• **Reading passage**:

— Start —

And I did get some interesting results. :)
I found a great test case, rebuilding database after corruption. :)
It consists of recreation of all tablespaces, initializing data
dictionary and finally importing useful data. The whole process takes
between 11 and 14 minutes, depending on the type of FS. It's write
intensive workload and induces some paging even with 768 MB RAM I
have. Did I forgot to say that all this is on a SMP machine, dual
PIII? It might matter.
And you know what, corruption doesn't depend on the type of FS. It
happens on both ext2 & ext3. It's just more likely to see it when
running on ext3.
Anyway, I managed to pinpoint the problem, it's paging that's the
culprit. When I turned off my swap partition (swapoff -a), rebuild
went correctly. So I was right, swapping will get you in
trouble.
I also tried to push the machine harder into swap, with artificial
load (typical malloc() in the loop), and it locked up hard after some
time (minute or two).

— End —

• **Given information**:
— Start —

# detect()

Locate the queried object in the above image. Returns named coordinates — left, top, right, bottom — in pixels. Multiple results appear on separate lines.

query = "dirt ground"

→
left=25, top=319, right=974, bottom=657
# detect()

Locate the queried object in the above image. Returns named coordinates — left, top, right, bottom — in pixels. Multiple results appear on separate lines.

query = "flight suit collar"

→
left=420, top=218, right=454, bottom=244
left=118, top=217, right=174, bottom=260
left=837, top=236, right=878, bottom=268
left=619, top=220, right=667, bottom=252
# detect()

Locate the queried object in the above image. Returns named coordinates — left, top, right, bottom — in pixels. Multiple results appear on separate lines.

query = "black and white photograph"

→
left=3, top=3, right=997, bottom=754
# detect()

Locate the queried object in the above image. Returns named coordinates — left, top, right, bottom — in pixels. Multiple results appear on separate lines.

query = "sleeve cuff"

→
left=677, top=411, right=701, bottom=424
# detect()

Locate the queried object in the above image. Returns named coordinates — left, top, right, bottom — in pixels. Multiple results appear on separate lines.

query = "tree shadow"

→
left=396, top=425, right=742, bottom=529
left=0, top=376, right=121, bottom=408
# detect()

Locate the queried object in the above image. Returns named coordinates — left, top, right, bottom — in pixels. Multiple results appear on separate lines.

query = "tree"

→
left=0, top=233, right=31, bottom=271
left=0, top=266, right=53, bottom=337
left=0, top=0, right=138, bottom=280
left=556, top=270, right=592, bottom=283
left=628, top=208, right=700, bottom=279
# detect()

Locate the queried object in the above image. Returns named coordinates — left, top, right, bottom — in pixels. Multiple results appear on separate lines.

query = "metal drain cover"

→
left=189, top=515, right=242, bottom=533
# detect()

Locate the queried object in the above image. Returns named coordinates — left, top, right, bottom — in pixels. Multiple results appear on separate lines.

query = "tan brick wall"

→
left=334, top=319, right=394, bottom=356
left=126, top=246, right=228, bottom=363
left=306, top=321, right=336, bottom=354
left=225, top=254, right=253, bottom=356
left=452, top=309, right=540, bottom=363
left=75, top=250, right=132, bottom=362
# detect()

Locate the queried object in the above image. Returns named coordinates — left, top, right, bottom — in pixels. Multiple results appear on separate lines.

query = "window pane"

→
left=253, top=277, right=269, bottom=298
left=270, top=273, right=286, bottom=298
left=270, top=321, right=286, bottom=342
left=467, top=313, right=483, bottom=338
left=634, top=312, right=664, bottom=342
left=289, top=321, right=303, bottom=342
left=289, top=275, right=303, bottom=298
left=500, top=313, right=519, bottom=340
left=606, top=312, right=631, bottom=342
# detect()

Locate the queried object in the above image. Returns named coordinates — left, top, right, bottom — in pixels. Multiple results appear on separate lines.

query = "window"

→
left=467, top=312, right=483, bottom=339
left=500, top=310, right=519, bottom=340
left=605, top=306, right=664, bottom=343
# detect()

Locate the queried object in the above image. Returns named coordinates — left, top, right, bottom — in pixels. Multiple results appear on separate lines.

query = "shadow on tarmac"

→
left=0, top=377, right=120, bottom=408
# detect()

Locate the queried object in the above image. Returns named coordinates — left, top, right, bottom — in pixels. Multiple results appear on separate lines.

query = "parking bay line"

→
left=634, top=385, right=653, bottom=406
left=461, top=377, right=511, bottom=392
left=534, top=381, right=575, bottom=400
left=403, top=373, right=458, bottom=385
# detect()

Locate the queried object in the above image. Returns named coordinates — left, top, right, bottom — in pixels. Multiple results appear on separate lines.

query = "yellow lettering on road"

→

— End —

• **To-do list**:
1. According to the post about the database rebuild, how long does the whole rebuild process take?
2. Output everything in the records from their very first line down to the line containing "left=3, top=3, right=997, bottom=754", with both of those lines included.

• **Solution list**:
1. Between 11 and 14 minutes, depending on the type of FS.

2.
# detect()

Locate the queried object in the above image. Returns named coordinates — left, top, right, bottom — in pixels. Multiple results appear on separate lines.

query = "dirt ground"

→
left=25, top=319, right=974, bottom=657
# detect()

Locate the queried object in the above image. Returns named coordinates — left, top, right, bottom — in pixels. Multiple results appear on separate lines.

query = "flight suit collar"

→
left=420, top=218, right=454, bottom=244
left=118, top=217, right=174, bottom=260
left=837, top=236, right=878, bottom=268
left=619, top=220, right=667, bottom=252
# detect()

Locate the queried object in the above image. Returns named coordinates — left, top, right, bottom — in pixels. Multiple results appear on separate lines.

query = "black and white photograph"

→
left=3, top=3, right=997, bottom=754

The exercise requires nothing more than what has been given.